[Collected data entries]
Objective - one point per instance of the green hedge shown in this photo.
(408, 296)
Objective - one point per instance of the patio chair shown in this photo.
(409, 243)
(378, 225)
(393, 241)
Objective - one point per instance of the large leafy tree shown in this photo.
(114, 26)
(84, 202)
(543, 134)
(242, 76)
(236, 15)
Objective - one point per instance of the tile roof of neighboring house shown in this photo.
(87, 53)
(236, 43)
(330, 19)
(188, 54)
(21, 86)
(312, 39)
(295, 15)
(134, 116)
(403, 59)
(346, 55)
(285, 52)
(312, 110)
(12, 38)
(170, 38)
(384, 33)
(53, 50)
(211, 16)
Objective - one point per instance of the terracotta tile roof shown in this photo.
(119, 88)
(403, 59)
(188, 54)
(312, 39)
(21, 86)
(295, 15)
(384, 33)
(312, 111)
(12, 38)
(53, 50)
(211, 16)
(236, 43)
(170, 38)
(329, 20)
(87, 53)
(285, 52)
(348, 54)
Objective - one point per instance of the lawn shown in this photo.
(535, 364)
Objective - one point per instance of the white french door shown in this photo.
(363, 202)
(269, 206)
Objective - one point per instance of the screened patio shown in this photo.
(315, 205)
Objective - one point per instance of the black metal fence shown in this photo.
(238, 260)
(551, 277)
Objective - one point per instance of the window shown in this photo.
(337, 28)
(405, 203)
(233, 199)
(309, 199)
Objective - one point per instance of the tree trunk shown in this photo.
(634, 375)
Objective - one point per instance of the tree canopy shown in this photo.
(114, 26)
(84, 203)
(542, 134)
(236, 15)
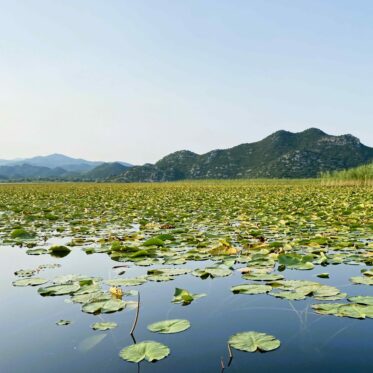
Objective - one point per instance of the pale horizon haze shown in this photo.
(136, 80)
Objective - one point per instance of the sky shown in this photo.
(134, 80)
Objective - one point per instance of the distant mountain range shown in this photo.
(281, 155)
(59, 167)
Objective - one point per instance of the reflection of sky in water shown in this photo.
(31, 342)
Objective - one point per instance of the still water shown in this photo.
(30, 340)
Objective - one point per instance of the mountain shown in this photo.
(55, 160)
(281, 155)
(59, 167)
(105, 171)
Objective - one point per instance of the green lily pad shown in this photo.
(147, 350)
(211, 272)
(22, 234)
(253, 341)
(59, 251)
(251, 289)
(169, 326)
(368, 300)
(323, 275)
(103, 306)
(185, 297)
(36, 251)
(30, 281)
(362, 280)
(25, 272)
(296, 261)
(159, 278)
(104, 325)
(289, 295)
(262, 276)
(58, 289)
(63, 322)
(353, 310)
(126, 281)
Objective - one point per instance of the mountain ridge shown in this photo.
(283, 154)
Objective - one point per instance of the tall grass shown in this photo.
(362, 175)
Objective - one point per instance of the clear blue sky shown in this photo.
(135, 80)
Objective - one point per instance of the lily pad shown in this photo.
(63, 322)
(58, 289)
(30, 281)
(362, 280)
(103, 306)
(126, 281)
(368, 300)
(251, 289)
(185, 297)
(147, 350)
(211, 272)
(253, 341)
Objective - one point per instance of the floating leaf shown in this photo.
(357, 311)
(58, 289)
(251, 289)
(368, 300)
(185, 297)
(211, 272)
(253, 341)
(126, 281)
(362, 280)
(147, 350)
(30, 281)
(63, 322)
(96, 306)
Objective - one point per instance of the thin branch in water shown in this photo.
(222, 364)
(137, 314)
(230, 351)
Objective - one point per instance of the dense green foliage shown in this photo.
(363, 174)
(280, 155)
(257, 230)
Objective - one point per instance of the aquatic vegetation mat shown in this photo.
(266, 236)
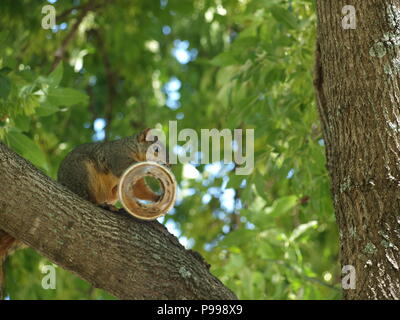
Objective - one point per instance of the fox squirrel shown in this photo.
(92, 171)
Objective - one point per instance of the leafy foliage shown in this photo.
(210, 64)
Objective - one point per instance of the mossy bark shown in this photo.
(129, 258)
(357, 85)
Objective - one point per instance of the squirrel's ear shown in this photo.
(143, 134)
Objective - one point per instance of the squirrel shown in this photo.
(92, 171)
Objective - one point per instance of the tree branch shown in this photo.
(129, 258)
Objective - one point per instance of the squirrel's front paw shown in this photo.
(109, 207)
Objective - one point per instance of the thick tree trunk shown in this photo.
(129, 258)
(357, 83)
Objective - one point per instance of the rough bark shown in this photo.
(357, 84)
(129, 258)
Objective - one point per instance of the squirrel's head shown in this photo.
(147, 147)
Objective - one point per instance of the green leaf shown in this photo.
(27, 148)
(301, 229)
(283, 205)
(56, 76)
(284, 16)
(5, 86)
(46, 109)
(66, 97)
(224, 59)
(5, 70)
(22, 122)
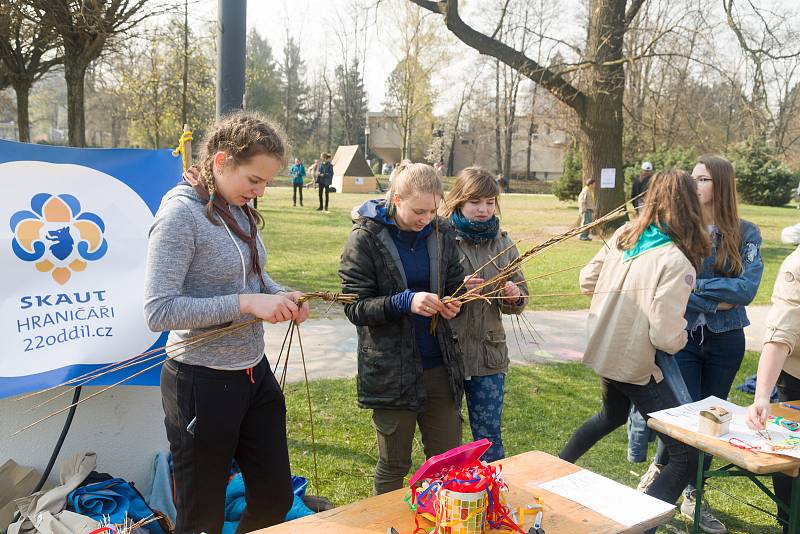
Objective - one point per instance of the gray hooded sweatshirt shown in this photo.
(195, 273)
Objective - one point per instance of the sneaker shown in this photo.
(649, 476)
(708, 523)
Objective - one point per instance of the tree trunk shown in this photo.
(498, 154)
(330, 120)
(74, 73)
(529, 150)
(23, 89)
(601, 120)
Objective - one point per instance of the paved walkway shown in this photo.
(330, 344)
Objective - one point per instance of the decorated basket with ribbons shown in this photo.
(459, 493)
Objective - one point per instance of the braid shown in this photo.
(241, 135)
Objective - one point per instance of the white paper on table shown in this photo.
(686, 416)
(608, 178)
(607, 497)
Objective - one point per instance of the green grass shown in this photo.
(544, 405)
(304, 245)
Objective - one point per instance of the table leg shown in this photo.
(699, 484)
(794, 507)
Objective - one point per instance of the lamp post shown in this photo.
(366, 136)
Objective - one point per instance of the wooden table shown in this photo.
(751, 464)
(522, 473)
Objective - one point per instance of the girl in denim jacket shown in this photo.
(727, 282)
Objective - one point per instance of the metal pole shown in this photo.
(231, 37)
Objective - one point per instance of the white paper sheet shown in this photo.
(608, 178)
(686, 416)
(607, 497)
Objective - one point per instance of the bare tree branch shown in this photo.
(557, 85)
(632, 11)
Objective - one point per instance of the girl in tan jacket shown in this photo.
(641, 283)
(780, 361)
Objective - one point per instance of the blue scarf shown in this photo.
(475, 231)
(650, 239)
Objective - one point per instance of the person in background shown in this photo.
(640, 284)
(312, 172)
(324, 180)
(640, 185)
(472, 206)
(727, 282)
(298, 172)
(586, 207)
(797, 195)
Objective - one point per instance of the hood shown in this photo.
(375, 209)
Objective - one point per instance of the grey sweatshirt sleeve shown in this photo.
(272, 287)
(170, 251)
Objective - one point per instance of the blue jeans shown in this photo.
(485, 406)
(709, 363)
(638, 432)
(587, 218)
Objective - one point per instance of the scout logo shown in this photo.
(57, 236)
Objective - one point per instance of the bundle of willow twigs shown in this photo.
(496, 283)
(159, 355)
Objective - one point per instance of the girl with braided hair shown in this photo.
(205, 270)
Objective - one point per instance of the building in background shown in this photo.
(476, 146)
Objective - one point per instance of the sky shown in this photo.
(314, 23)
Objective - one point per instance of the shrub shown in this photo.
(569, 185)
(761, 178)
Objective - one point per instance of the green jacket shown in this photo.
(389, 364)
(479, 326)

## TO DO
Every record above should be duplicated precisely, with the images removed.

## RESPONSE BELOW
Objective - one point per instance of the green hedge shown in this photo.
(408, 296)
Objective - one point per instance of the patio chair shown in this photo.
(409, 243)
(378, 225)
(393, 241)
Objective - one point per instance of the large leafy tree shown in this photo.
(114, 26)
(84, 202)
(543, 134)
(242, 76)
(236, 15)
Objective - one point per instance of the tile roof of neighboring house shown in this photo.
(87, 53)
(236, 43)
(330, 19)
(188, 54)
(21, 86)
(312, 39)
(295, 15)
(134, 116)
(403, 59)
(346, 55)
(285, 52)
(312, 110)
(12, 38)
(170, 38)
(384, 33)
(53, 50)
(211, 16)
Objective - one point per instance of the terracotta tile roof shown in this photo.
(119, 88)
(403, 59)
(188, 54)
(312, 39)
(21, 86)
(295, 15)
(384, 33)
(312, 111)
(12, 38)
(53, 50)
(211, 16)
(236, 43)
(170, 38)
(329, 20)
(87, 53)
(285, 52)
(348, 54)
Objective - one point per instance of the lawn shown in this photo.
(535, 364)
Objective - one point per instance of the white french door shown in this photo.
(363, 202)
(269, 206)
Objective - one point per instance of the screened patio shown in this photo.
(315, 205)
Objective - one point per instance of the black metal fence shown in this photo.
(238, 260)
(551, 277)
Objective - one point per instance of the window shown in this photo.
(337, 28)
(405, 203)
(233, 199)
(309, 199)
Objective - one point per instance of the tree trunk shown in this photo.
(634, 375)
Objective - one point per instance of the tree canopy shown in this photo.
(114, 26)
(84, 203)
(542, 134)
(236, 15)
Objective - one point per instance of the pale horizon haze shown in this photo.
(136, 80)
Objective - one point per instance of the sky shown in this photo.
(134, 80)
Objective - one point per instance of the distant mountain range shown in this photo.
(281, 155)
(59, 167)
Objective - one point per instance of the reflection of sky in water shown in this photo.
(31, 342)
Objective - one point per instance of the still water shown in this photo.
(30, 340)
Objective - one point per instance of the mountain shown in this photo.
(55, 160)
(281, 155)
(59, 167)
(105, 171)
Objective - one point per instance of the green lily pad shown in this photo.
(147, 350)
(211, 272)
(22, 234)
(253, 341)
(59, 251)
(251, 289)
(169, 326)
(368, 300)
(323, 275)
(103, 306)
(185, 297)
(36, 251)
(30, 281)
(362, 280)
(25, 272)
(296, 261)
(159, 278)
(104, 325)
(289, 295)
(262, 276)
(58, 289)
(63, 322)
(353, 310)
(126, 281)
Objective - one point per instance of the mountain ridge shown in this photo.
(283, 154)
Objective - one point per instance of the tall grass shown in this photo.
(362, 175)
Objective - one point per instance of the clear blue sky shown in this photo.
(135, 80)
Objective - one point per instance of the lily pad shown in this photo.
(63, 322)
(58, 289)
(30, 281)
(362, 280)
(103, 306)
(126, 281)
(368, 300)
(251, 289)
(185, 297)
(147, 350)
(211, 272)
(253, 341)
Objective - one point per instance of the floating leaf shown in this photo.
(357, 311)
(58, 289)
(251, 289)
(368, 300)
(185, 297)
(211, 272)
(253, 341)
(126, 281)
(362, 280)
(147, 350)
(30, 281)
(63, 322)
(96, 306)
Objective - one point per instance of the thin branch in water shown in this photo.
(222, 364)
(137, 314)
(230, 351)
Objective - one point per instance of the dense green foliage shown in this photo.
(363, 174)
(280, 155)
(257, 230)
Objective - one point per instance of the aquatic vegetation mat shown in this photo.
(266, 236)
Objective - one point per instance of the fox squirrel shown in this photo.
(92, 171)
Objective - one point per instance of the leafy foliage shown in this photo.
(210, 64)
Objective - one point per instance of the mossy bark shown in this photo.
(129, 258)
(357, 85)
Objective - one point per instance of the squirrel's ear shown in this photo.
(143, 134)
Objective - one point per instance of the squirrel shown in this photo.
(92, 171)
Objective - one point per instance of the tree branch shown in this photo.
(129, 258)
Objective - one point per instance of the squirrel's front paw shown in this photo.
(109, 207)
Objective - one point per instance of the thick tree trunk shown in this photo.
(129, 258)
(357, 83)
Objective - one point per instance of the rough bark shown in this photo.
(357, 84)
(129, 258)
Objective - one point per instance of the squirrel's head shown in this photo.
(147, 147)
Objective - one point per instance of the green leaf shown in this photo.
(27, 148)
(301, 229)
(283, 205)
(56, 76)
(284, 16)
(5, 86)
(46, 109)
(66, 97)
(224, 59)
(5, 70)
(22, 122)
Objective - one point per instance of the gray hooded sweatshirt shown in this photo.
(195, 273)
Objective - one point per instance of the sneaker shown in this photo.
(649, 476)
(708, 523)
Objective - one point per instance of the tree trunk shown in this photo.
(498, 154)
(330, 120)
(74, 73)
(529, 150)
(23, 89)
(601, 120)
Objective - one point per instance of the paved walkway shown in this photo.
(330, 344)
Objective - one point per instance of the decorated basket with ribbons shown in this photo.
(459, 493)
Objective - one point per instance of the braid shown in this photo.
(241, 135)
Objective - one point per instance of the white paper on table shown in this photo.
(686, 416)
(608, 178)
(607, 497)
Objective - one point per instance of the green grass shown in this photo.
(544, 405)
(304, 245)
Objective - one point per instance of the table leg shown in this photo.
(699, 484)
(794, 507)
Objective - one point per instance of the lamp post shown in this photo.
(366, 136)
Objective - one point per instance of the wooden table shown in this photo.
(751, 464)
(522, 473)
Objective - one point per instance of the girl in denim jacket shown in this photo.
(727, 282)
Objective - one point per instance of the metal pole shown in this photo.
(231, 37)
Objective - one point per instance of the white paper sheet shown in this photo.
(608, 178)
(686, 416)
(607, 497)
Objective - one point per instance of the bare tree branch shown in this photo.
(557, 85)
(632, 11)
Objective - one point per instance of the girl in tan jacket shown in this photo.
(641, 283)
(780, 361)
Objective - one point per instance of the blue scarf shown in this photo.
(475, 231)
(650, 239)
Objective - one point per instance of the person in background shown in this photo.
(640, 284)
(312, 172)
(324, 180)
(640, 185)
(472, 206)
(727, 282)
(298, 172)
(586, 207)
(797, 195)
Objective - one point per instance of the hood shown in this photo.
(375, 209)
Objective - one point per instance of the grey sweatshirt sleeve shown in this photo.
(272, 287)
(170, 251)
Objective - one point per instance of the blue jeans shown in this photo.
(485, 406)
(709, 363)
(638, 432)
(587, 218)
Objective - one point per instance of the scout logo shown in this photo.
(57, 236)
Objective - one point per instance of the bundle of willow twigs shown in this photo.
(496, 283)
(159, 355)
Objective - one point per instance of the girl with braided hair shown in this photo.
(205, 270)
Objective - one point per instance of the building in background shown in this photo.
(476, 146)
Objective - one point per instance of the sky shown in this photo.
(314, 23)
Objective - one point per instance of the shrub shown in this photo.
(569, 185)
(761, 178)
Objective - one point per instance of the green jacket shown in this photo.
(389, 364)
(479, 326)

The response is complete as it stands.